# DESCRIPTION OF THE TASK
Print every line below exactly as written, but leave the pictures behind.

[Stored data entries]
========================

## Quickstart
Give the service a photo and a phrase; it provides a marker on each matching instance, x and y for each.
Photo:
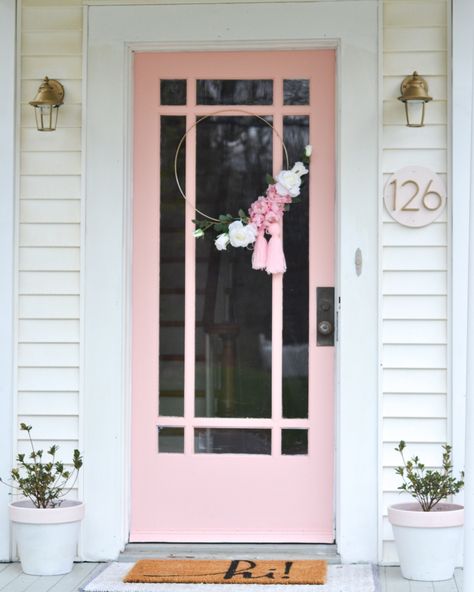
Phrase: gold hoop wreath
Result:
(265, 215)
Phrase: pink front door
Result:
(232, 407)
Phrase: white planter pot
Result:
(46, 538)
(427, 542)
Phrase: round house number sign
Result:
(415, 196)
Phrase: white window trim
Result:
(461, 114)
(113, 32)
(7, 255)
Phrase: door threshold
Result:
(136, 551)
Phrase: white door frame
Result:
(114, 32)
(8, 144)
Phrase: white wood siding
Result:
(49, 229)
(415, 402)
(415, 278)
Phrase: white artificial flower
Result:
(241, 235)
(299, 169)
(222, 241)
(289, 182)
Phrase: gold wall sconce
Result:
(48, 99)
(414, 91)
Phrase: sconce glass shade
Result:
(46, 103)
(414, 91)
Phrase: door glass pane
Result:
(232, 441)
(173, 92)
(296, 282)
(296, 92)
(233, 302)
(234, 92)
(170, 440)
(294, 442)
(171, 330)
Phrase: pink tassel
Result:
(259, 257)
(276, 262)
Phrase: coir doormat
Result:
(236, 571)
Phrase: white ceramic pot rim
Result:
(25, 513)
(443, 515)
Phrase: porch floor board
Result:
(13, 580)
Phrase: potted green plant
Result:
(46, 526)
(428, 531)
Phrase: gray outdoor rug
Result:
(341, 578)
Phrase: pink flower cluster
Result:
(269, 208)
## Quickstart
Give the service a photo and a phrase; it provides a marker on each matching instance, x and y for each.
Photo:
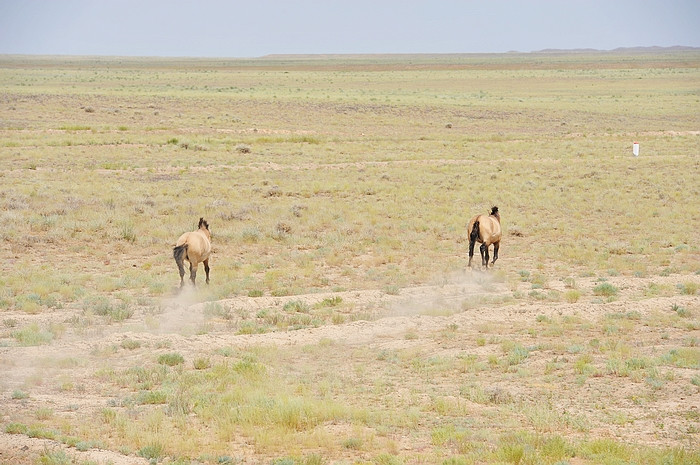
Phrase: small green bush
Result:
(171, 359)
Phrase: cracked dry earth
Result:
(472, 303)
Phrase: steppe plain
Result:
(341, 325)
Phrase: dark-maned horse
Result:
(487, 230)
(194, 247)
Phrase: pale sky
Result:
(252, 28)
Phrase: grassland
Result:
(340, 325)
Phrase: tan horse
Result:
(194, 247)
(487, 230)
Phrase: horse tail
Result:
(179, 253)
(474, 236)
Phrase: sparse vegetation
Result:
(338, 207)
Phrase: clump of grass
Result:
(171, 359)
(298, 306)
(16, 428)
(102, 306)
(243, 148)
(55, 457)
(152, 451)
(19, 395)
(151, 397)
(572, 295)
(681, 311)
(130, 344)
(201, 363)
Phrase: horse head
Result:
(204, 227)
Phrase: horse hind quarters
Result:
(195, 247)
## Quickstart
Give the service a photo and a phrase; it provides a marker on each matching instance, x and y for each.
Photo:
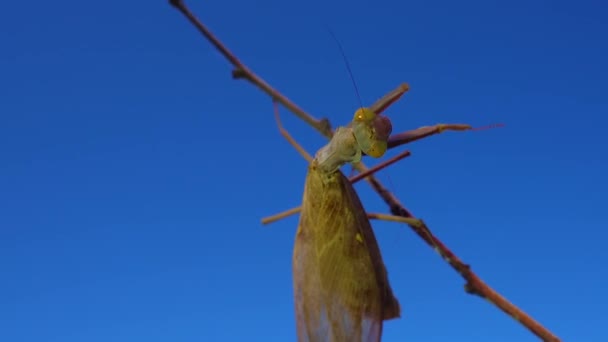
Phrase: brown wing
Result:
(340, 282)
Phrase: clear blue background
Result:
(134, 171)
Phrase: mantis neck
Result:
(341, 149)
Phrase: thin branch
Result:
(474, 284)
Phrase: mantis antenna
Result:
(350, 72)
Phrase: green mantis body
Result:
(341, 287)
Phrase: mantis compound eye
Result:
(364, 115)
(372, 135)
(382, 127)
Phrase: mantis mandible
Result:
(341, 286)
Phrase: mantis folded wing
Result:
(341, 286)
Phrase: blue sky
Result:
(134, 171)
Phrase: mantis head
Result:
(371, 132)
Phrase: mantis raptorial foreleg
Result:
(289, 138)
(354, 179)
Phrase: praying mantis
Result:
(371, 326)
(341, 286)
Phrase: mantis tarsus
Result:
(341, 286)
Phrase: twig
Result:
(474, 284)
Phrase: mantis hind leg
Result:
(288, 136)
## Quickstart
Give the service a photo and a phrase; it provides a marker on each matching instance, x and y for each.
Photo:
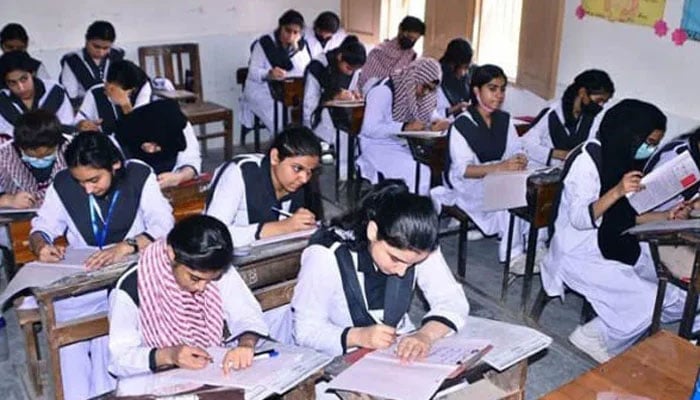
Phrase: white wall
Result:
(224, 30)
(641, 64)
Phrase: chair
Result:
(241, 76)
(180, 64)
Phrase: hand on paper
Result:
(516, 163)
(630, 182)
(51, 253)
(372, 337)
(20, 200)
(277, 73)
(413, 347)
(300, 220)
(108, 256)
(87, 125)
(414, 126)
(188, 357)
(439, 125)
(680, 211)
(237, 358)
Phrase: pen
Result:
(260, 355)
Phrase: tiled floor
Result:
(559, 364)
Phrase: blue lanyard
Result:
(95, 212)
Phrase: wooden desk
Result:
(661, 367)
(541, 194)
(347, 119)
(270, 271)
(289, 92)
(691, 286)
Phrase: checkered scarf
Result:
(407, 106)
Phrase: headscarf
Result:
(407, 106)
(171, 316)
(159, 122)
(623, 129)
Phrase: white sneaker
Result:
(474, 234)
(589, 340)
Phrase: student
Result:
(247, 192)
(126, 87)
(83, 69)
(404, 102)
(283, 53)
(358, 277)
(483, 140)
(570, 121)
(189, 278)
(104, 203)
(25, 92)
(158, 134)
(332, 76)
(392, 55)
(589, 253)
(30, 161)
(13, 37)
(453, 94)
(325, 35)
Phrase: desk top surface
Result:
(663, 366)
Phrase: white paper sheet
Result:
(265, 377)
(665, 183)
(17, 210)
(505, 190)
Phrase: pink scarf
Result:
(171, 316)
(406, 106)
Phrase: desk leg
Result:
(228, 138)
(691, 301)
(506, 267)
(529, 266)
(54, 386)
(337, 164)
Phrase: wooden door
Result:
(540, 41)
(446, 20)
(362, 18)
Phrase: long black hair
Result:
(404, 220)
(202, 243)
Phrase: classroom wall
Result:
(641, 64)
(224, 30)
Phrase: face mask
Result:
(405, 42)
(644, 151)
(591, 108)
(39, 163)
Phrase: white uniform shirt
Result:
(129, 353)
(64, 112)
(320, 308)
(191, 156)
(229, 204)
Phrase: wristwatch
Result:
(133, 243)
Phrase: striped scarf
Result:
(171, 316)
(15, 175)
(406, 106)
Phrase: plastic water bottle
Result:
(4, 345)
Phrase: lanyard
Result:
(101, 234)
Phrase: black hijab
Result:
(623, 129)
(159, 122)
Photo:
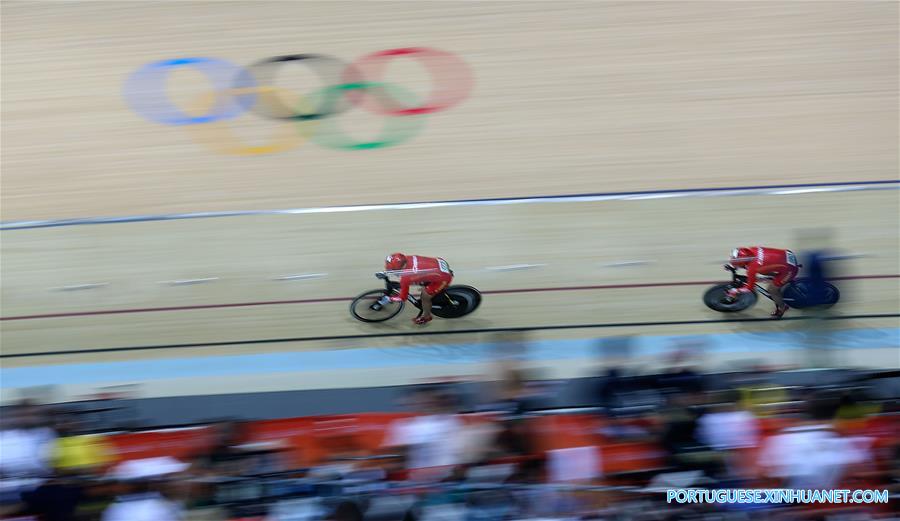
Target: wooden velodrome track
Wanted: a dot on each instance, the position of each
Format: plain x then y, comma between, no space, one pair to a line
568,97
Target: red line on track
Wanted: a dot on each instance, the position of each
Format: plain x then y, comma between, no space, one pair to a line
339,299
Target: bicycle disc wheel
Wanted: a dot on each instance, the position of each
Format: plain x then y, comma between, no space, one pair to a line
367,307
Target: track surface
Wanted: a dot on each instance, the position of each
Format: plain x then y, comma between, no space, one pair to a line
569,97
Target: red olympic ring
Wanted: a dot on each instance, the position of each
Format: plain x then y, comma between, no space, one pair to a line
450,74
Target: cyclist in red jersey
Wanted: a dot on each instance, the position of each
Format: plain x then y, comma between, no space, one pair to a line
779,266
431,272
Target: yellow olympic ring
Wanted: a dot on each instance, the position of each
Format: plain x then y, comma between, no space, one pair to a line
219,137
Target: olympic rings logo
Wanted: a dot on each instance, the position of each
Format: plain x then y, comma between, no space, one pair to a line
239,90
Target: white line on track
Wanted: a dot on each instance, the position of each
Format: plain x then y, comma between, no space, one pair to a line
77,287
185,282
513,267
302,276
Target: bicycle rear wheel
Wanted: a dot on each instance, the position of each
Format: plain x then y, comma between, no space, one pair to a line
369,307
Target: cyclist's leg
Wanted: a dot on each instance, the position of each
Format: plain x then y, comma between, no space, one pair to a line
432,290
779,279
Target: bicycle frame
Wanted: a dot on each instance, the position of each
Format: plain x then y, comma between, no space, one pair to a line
743,279
392,286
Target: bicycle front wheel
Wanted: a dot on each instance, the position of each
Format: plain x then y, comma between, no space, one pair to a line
370,307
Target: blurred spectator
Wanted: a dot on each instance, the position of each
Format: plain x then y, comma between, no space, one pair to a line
428,440
54,500
681,437
26,441
728,426
141,498
79,454
730,430
811,455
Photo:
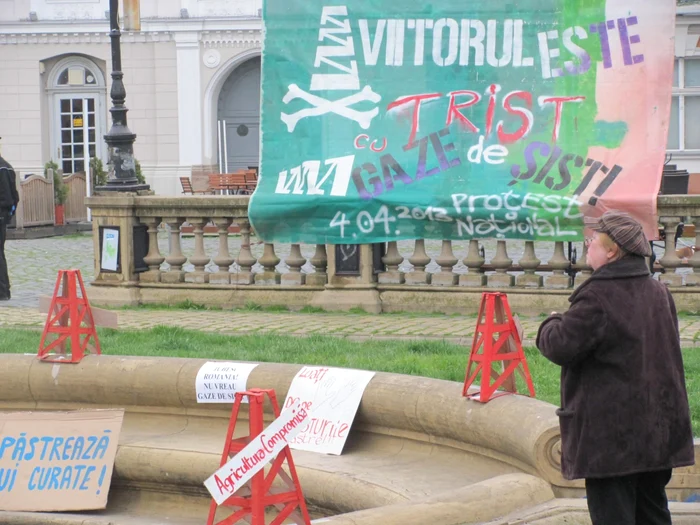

========================

# SOLUTION TO THIS EXERCISE
## Quickstart
Give the service a photo and a phrase; it provides a marker on each matching instance, x and y for each.
Photo:
Phrase: gold hoop wreath
Result:
(265, 215)
Phrase: pink front door
Result:
(232, 407)
Phrase: white planter pot
Result:
(46, 538)
(427, 542)
Phrase: round house number sign
Result:
(415, 196)
Phrase: white window trim
Result:
(461, 114)
(113, 32)
(7, 255)
Phrase: door threshold
Result:
(136, 551)
Phrase: white door frame
Result:
(114, 32)
(8, 144)
Phrase: white wood siding
Result:
(49, 229)
(415, 402)
(415, 278)
Phrase: white artificial flower
Result:
(241, 235)
(299, 169)
(222, 241)
(289, 182)
Phrase: gold wall sconce
Result:
(48, 99)
(414, 91)
Phrase: sconce glass shade
Result:
(46, 103)
(414, 91)
Phrase: door glass pane
Result:
(232, 441)
(173, 92)
(296, 282)
(296, 92)
(233, 302)
(234, 92)
(170, 440)
(294, 442)
(171, 330)
Phrase: pink tassel
Result:
(259, 257)
(276, 262)
Phrase: coir doormat
Result:
(236, 571)
Phrase: white ceramic pot rim
Result:
(25, 513)
(443, 515)
Phrase: porch floor board
Result:
(13, 580)
Phrase: potted green plant
Result:
(46, 526)
(428, 531)
Phrase: gray outdoor rug
Result:
(341, 578)
Phrase: pink flower cluster
Result:
(269, 208)
## Quickstart
Give the service a photo and a phrase; it provides a marker on each matching instance, x and y for each.
Photo:
Phrase: small green bush
Result:
(171, 359)
Phrase: cracked dry earth
Result:
(472, 303)
Phrase: steppe plain
Result:
(341, 325)
Phrase: dark-maned horse
Result:
(487, 230)
(194, 247)
Phrase: pale sky
Result:
(252, 28)
Phrase: grassland
Result:
(340, 325)
Phrase: tan horse
Result:
(194, 247)
(487, 230)
Phrase: horse tail
Result:
(179, 253)
(474, 236)
Phrase: sparse vegetation
Result:
(338, 207)
Phrase: clump of grass
Result:
(171, 359)
(298, 306)
(16, 428)
(102, 306)
(243, 148)
(55, 457)
(152, 451)
(19, 395)
(151, 397)
(572, 295)
(681, 311)
(130, 344)
(201, 363)
Phrase: horse head
Result:
(204, 227)
Phrase: horse hind quarters
Result:
(195, 247)
## Quickstart
Give the service a photo and a phrase; it provides a marker on each matching instance, x and y for each.
Photo:
Phrase: brown wing
Result:
(340, 282)
Phrase: clear blue background
Result:
(134, 171)
Phrase: mantis neck
Result:
(341, 149)
Phrase: thin branch
Result:
(474, 284)
Phrase: mantis antenna
Result:
(350, 72)
Phrase: green mantis body
Result:
(341, 287)
Phrase: mantis compound eye
Result:
(364, 115)
(372, 135)
(382, 127)
Phrase: mantis mandible
Result:
(341, 286)
Phrase: mantis folded wing
Result:
(341, 286)
Phrase: blue sky
Result:
(134, 171)
Phrase: mantis head
Result:
(371, 132)
Phrase: mantis raptorial foreleg
Result:
(289, 138)
(354, 179)
Phrase: praying mantis
Result:
(371, 326)
(341, 286)
Phrase: mantis tarsus
Result:
(341, 286)
Phrase: twig
Result:
(474, 284)
Phrase: mantis hind leg
Result:
(288, 136)
## Quickstart
Give the service a photo and a phrase; it provides a marker on each matching instance, x and y for each.
Photo:
Phrase: white wall
Result:
(224, 30)
(641, 64)
Phrase: chair
Result:
(241, 76)
(180, 64)
Phrase: hand on paper
Result:
(516, 163)
(630, 182)
(51, 253)
(372, 337)
(20, 200)
(277, 73)
(413, 347)
(300, 220)
(108, 256)
(87, 125)
(414, 126)
(188, 357)
(439, 125)
(680, 211)
(237, 358)
Phrase: pen
Result:
(260, 355)
Phrase: tiled floor
Result:
(559, 364)
Phrase: blue lanyard
Result:
(95, 212)
Phrase: wooden desk
Result:
(661, 367)
(541, 194)
(347, 119)
(270, 271)
(289, 92)
(691, 286)
Phrase: checkered scarf
Result:
(407, 106)
Phrase: headscarf
Result:
(407, 106)
(171, 316)
(159, 122)
(623, 129)
Phrase: white sneaker
Result:
(474, 234)
(589, 340)
Phrase: student
Result:
(247, 192)
(126, 87)
(83, 69)
(404, 102)
(283, 53)
(358, 277)
(483, 140)
(570, 121)
(189, 278)
(104, 203)
(25, 92)
(158, 134)
(332, 76)
(392, 55)
(589, 253)
(30, 161)
(13, 37)
(453, 94)
(325, 35)
Phrase: desk top surface
Result:
(663, 366)
Phrase: white paper sheet
Result:
(265, 377)
(665, 183)
(17, 210)
(505, 190)
Phrase: pink scarf
Result:
(171, 316)
(406, 106)
Phrase: desk leg
Result:
(228, 138)
(691, 301)
(506, 267)
(529, 266)
(54, 386)
(337, 164)
Phrase: wooden door
Result:
(540, 41)
(446, 20)
(362, 18)
Phrase: long black hair
Result:
(404, 220)
(202, 243)
Phrase: classroom wall
Result:
(641, 64)
(224, 30)
Phrase: face mask
Result:
(405, 42)
(644, 151)
(591, 108)
(39, 163)
Phrase: white uniform shirt
Result:
(129, 353)
(64, 112)
(320, 308)
(191, 156)
(229, 204)
Phrase: wristwatch
Result:
(133, 243)
Phrase: striped scarf
Result:
(171, 316)
(15, 175)
(406, 106)
Phrase: plastic water bottle
Result:
(4, 345)
Phrase: lanyard
Result:
(101, 234)
Phrase: black hijab
Result:
(623, 129)
(159, 122)
Photo:
Target: wooden velodrome track
Wanted: a dot on each instance, the position of each
Format: plain x then y, comma between, no space, one pair to a line
568,97
Target: red line on track
Wanted: a dot on each instance, the position of each
Format: plain x then y, comma between, no space, one pair to a line
339,299
Target: bicycle disc wheel
Wanted: a dot on each instance, the position of each
Format: plain x then y, comma between, no space, one pair to a line
367,307
Target: track surface
Wanted: a dot on each instance, the position of each
Format: plain x then y, comma between, no space, one pair to a line
569,97
Target: red olympic ring
Wanted: a dot on each instance, the position of each
Format: plain x then y, comma between, no space, one pair to a line
450,74
Target: cyclist in red jersey
Wanted: a dot on each instance, the position of each
Format: plain x then y, comma between, no space, one pair to a line
779,266
431,272
Target: yellow olympic ring
Wanted: a dot on each instance, the position of each
Format: plain x then y, comma between, no space, one pair to a line
219,137
Target: olympic rings logo
Wanted: a dot on each instance, the position of each
Format: plain x then y, comma between, no space, one pair to a line
239,90
Target: white line on track
Wanted: a dot on each instance, the position of each
Format: plain x then y, comma between, no space, one pair to a line
77,287
185,282
513,267
302,276
Target: bicycle rear wheel
Wanted: a dot on each instance, the position of each
Format: plain x then y, comma between, no space, one pair to a line
369,307
Target: cyclist's leg
Wanted: a dot on each instance, the position of each
Format: plain x then y, comma between, no space, one pair to a line
432,290
779,279
Target: bicycle frame
Wanted: a dot on each instance, the position of each
Format: plain x then y, comma between, no space, one pair to a line
743,279
392,286
Target: bicycle front wheel
Wanted: a dot on each instance, the position of each
Format: plain x then y, comma between, no space, one pair to a line
370,307
Target: blurred spectator
Wanted: a dot on each instance, the position of each
Format: plain x then y, comma between, no space, one pair to a line
428,440
54,500
681,437
26,441
728,426
141,498
79,454
730,430
811,455
Photo:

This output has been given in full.